_Extract to read_:
Zay Flowers Vows to Learn From Successes, Shortcomings in Ravens' AFC Championship Loss
Zay Flowers was so excited to make a big play in the AFC Championship Game, that he wanted to tell everybody.
Alas for the Baltimore Ravens' championship chances, that included Kansas City Chiefs defender L'Jarius Sneed.
Flowers is the headliner of Baltimore's latest semifinal appearance for better and worse, as he was more or less responsible for the final margin: the rookie receiver was the only Raven to visit the end zone in Sunday's postseason thriller but his major mistakes put Charm City on the wrong end of a 17-10 defeat.
“It’s fun winning,” Flowers said after the game, per Barry Svrluga of the Washington Post. “When you get to the playoffs, you want to win. But sometimes the best team doesn’t always win.”
Partaking in his second postseason experience, Flowers earned 115 yards on five receptions. Most of it came on a 54-yard reception in the final minute of the third quarter, one destined to serve as the turning point in a Baltimore postseason triumph that punched a ticket to the Super Bowl.

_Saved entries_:
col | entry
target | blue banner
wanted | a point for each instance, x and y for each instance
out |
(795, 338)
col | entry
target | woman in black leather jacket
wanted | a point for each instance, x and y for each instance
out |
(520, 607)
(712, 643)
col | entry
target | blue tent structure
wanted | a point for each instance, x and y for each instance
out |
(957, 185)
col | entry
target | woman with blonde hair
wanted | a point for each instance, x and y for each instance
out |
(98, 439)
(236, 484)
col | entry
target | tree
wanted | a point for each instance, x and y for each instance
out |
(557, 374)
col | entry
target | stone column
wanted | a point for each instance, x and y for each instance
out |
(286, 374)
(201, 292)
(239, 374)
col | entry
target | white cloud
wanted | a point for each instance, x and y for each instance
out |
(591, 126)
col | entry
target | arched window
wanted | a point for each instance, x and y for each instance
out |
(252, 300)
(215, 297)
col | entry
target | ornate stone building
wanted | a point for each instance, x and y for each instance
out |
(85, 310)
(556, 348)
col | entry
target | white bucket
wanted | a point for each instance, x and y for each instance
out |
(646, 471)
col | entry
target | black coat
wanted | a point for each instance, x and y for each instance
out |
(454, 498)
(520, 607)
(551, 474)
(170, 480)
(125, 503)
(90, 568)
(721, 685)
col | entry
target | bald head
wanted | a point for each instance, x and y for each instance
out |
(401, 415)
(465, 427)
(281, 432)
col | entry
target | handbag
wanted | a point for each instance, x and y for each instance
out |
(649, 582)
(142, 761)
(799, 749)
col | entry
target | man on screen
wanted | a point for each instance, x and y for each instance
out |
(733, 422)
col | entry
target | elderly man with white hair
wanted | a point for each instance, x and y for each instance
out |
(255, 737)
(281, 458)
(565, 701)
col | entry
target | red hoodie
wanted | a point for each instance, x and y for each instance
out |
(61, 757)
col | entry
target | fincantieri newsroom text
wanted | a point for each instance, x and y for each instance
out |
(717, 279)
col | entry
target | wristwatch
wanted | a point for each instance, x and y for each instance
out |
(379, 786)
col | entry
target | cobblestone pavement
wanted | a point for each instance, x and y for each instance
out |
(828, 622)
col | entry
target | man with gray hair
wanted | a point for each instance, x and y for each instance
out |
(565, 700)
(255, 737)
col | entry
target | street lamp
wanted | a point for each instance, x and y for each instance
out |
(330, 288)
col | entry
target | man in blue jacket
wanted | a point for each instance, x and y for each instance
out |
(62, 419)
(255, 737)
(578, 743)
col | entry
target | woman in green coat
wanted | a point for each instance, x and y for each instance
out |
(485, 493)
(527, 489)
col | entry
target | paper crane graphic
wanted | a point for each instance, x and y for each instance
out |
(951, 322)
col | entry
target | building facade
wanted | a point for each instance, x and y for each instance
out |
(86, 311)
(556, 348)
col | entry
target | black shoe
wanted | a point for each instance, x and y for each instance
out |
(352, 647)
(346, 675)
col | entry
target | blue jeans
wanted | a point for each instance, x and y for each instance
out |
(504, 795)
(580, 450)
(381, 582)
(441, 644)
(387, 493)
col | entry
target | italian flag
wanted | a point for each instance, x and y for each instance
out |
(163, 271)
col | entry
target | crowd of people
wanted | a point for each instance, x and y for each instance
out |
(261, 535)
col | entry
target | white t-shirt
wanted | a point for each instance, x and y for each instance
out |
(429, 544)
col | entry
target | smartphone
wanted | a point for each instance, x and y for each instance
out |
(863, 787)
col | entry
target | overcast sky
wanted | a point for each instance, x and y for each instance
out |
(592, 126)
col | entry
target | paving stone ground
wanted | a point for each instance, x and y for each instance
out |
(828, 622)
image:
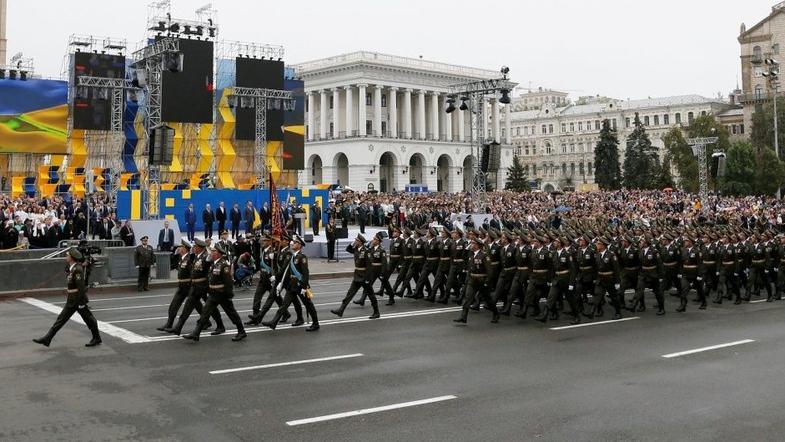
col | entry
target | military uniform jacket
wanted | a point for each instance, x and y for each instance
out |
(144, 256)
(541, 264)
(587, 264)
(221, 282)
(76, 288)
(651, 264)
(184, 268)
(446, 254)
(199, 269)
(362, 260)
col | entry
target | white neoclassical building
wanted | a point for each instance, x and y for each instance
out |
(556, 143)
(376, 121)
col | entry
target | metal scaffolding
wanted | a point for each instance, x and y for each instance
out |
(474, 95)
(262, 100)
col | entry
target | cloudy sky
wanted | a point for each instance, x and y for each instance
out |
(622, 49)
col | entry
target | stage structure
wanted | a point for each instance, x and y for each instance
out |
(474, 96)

_What this exercise asks_:
**a)** In the Zay Flowers article, update the part that opens with the words containing "Alas for the" and closes with "a 17-10 defeat.", putting "first-year receiver" in place of "rookie receiver".
**b)** Go on with the Zay Flowers article from where it stops.
These rows have nothing to do with the Zay Flowers article.

_Task-by-task answers_:
**a)**
Alas for the Baltimore Ravens' championship chances, that included Kansas City Chiefs defender L'Jarius Sneed.
Flowers is the headliner of Baltimore's latest semifinal appearance for better and worse, as he was more or less responsible for the final margin: the first-year receiver was the only Raven to visit the end zone in Sunday's postseason thriller but his major mistakes put Charm City on the wrong end of a 17-10 defeat.

**b)**
The momentum was gone as quickly as it game: Flowers pushed his tackler Sneed off of him and threw the ball down toward him, drawing the ire of officials. Fifteen yards were trimmed from Flowers' crucial catch, but Baltimore nonetheless seemed to be set up handsomely at the Kansas City 25.
The penalty didn't stop Lamar Jackson from targeting flowers, as he made up most of his penalty yardage with a 14-yard reception two plays later. But a chance at full redemption only yielded further agony: on the opening play of the final period, a would-be touchdown was knocked from Flowers' hands before he broke the plane of the goal line. The Chiefs' subsequent recovery set the tone for the de facto funeral march of the Ravens' otherwise magical season.
Flowers was far from the only Raven to make careless errors on Sunday though his undoubtedly stood out on the cursed ledgers. Adding literal injury to insult, he appeared to have injured his finger while venting frustration for his untimely turnover, one that required medical dressing for further participation.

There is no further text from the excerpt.